[Start]
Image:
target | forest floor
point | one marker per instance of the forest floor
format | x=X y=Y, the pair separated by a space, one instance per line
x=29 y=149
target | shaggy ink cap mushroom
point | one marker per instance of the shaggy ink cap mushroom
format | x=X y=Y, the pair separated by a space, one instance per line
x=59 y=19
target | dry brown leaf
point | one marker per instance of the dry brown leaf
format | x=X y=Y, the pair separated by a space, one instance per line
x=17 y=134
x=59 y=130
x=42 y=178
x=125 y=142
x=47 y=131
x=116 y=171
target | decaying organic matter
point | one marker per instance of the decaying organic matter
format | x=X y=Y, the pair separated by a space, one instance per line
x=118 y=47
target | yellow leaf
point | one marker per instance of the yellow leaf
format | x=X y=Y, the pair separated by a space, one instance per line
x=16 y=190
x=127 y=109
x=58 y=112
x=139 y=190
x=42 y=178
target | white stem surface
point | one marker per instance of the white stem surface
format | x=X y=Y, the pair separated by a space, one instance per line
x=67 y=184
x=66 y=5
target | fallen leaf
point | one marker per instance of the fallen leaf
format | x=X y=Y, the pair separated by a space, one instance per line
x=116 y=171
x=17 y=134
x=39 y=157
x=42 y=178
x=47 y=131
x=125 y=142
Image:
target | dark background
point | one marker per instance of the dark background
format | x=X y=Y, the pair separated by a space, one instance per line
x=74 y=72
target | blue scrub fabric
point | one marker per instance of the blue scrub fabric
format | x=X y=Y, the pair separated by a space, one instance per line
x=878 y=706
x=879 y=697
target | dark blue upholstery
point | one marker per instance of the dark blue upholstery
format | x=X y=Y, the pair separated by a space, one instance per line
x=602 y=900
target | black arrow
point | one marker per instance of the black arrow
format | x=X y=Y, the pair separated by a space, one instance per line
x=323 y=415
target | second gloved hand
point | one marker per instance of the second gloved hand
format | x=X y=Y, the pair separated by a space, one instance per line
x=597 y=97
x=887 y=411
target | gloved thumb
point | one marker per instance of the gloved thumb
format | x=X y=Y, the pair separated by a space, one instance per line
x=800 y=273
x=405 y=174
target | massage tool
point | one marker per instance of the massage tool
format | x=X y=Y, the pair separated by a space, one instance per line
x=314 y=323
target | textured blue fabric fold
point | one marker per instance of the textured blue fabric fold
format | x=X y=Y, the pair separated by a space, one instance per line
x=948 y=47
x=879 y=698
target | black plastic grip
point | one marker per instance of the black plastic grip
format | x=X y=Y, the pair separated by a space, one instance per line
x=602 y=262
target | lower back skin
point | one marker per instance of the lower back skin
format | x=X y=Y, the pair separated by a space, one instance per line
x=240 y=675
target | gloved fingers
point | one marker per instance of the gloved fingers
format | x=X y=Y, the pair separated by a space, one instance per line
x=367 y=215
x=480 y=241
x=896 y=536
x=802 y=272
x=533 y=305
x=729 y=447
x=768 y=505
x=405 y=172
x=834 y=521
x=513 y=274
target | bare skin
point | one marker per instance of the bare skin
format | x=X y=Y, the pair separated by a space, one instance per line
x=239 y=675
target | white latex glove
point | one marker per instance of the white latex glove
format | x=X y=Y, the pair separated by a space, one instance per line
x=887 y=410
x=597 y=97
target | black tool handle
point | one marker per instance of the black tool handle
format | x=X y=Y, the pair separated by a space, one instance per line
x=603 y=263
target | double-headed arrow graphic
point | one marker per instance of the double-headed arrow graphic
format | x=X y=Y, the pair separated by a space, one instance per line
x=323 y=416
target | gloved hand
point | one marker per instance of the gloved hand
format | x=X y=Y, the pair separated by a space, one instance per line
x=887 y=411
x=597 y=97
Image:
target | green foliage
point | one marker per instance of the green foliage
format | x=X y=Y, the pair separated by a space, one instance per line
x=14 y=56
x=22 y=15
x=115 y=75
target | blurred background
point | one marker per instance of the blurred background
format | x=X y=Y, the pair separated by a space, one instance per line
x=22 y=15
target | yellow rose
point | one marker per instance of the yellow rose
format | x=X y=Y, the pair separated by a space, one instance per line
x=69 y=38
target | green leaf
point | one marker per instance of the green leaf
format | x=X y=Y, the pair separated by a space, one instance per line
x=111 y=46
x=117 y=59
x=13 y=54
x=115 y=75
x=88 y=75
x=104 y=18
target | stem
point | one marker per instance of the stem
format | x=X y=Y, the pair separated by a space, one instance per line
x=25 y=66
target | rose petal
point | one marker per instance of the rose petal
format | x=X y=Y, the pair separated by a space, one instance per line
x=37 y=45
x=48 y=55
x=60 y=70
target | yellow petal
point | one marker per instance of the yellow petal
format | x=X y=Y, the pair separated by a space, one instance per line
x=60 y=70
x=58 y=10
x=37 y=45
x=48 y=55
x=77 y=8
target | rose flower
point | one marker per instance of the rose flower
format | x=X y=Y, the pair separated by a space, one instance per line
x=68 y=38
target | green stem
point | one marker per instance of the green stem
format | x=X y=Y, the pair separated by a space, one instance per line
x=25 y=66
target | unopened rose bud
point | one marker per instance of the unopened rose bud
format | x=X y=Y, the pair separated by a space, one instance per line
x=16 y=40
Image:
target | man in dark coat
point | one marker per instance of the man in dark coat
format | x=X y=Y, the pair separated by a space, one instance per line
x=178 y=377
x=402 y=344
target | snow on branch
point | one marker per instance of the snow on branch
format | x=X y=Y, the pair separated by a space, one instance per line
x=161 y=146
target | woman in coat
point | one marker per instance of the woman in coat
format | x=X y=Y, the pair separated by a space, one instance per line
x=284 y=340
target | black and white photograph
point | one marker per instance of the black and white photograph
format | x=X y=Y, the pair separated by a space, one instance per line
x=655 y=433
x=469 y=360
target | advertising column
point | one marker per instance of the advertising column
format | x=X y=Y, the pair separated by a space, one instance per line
[End]
■ GOAL OF THE EXERCISE:
Extract the records from their first line through the line that contains "x=879 y=697", both included, and reproduce every line unchanged.

■ OUTPUT FOR THIS TASK:
Image:
target | forest floor
point | one marker per instance of the forest floor
format | x=X y=Y, the pair separated by a space, one instance per line
x=29 y=149
target | shaggy ink cap mushroom
point | one marker per instance of the shaggy ink cap mushroom
format | x=X y=Y, the pair separated by a space, one instance per line
x=59 y=19
target | dry brown leaf
point | one marker per instance of the dry brown leaf
format | x=X y=Y, the pair separated by a space, one instance per line
x=17 y=134
x=59 y=130
x=42 y=178
x=125 y=142
x=47 y=131
x=116 y=171
target | decaying organic matter
point | one marker per instance of the decaying organic matter
format | x=X y=Y, the pair separated by a space, one instance per line
x=118 y=47
target | yellow leaf
point | one marker per instance of the yellow leaf
format | x=X y=Y, the pair separated by a space, one instance per line
x=16 y=190
x=127 y=109
x=58 y=112
x=139 y=190
x=42 y=178
target | white stem surface
point | one marker per instance of the white stem surface
format | x=X y=Y, the pair separated by a space, one instance per line
x=67 y=184
x=66 y=5
target | fallen leaf
point | one marker per instance of the fallen leaf
format | x=X y=Y, the pair separated by a space, one instance per line
x=116 y=171
x=17 y=134
x=39 y=157
x=42 y=178
x=47 y=131
x=125 y=142
Image:
target | dark background
point | one marker per instance of the dark background
format | x=X y=Y, the pair separated by a space, one instance per line
x=74 y=72
target | blue scrub fabric
point | one marker per instance of the blue scrub fabric
format | x=X y=Y, the pair separated by a space, one instance per line
x=878 y=706
x=879 y=697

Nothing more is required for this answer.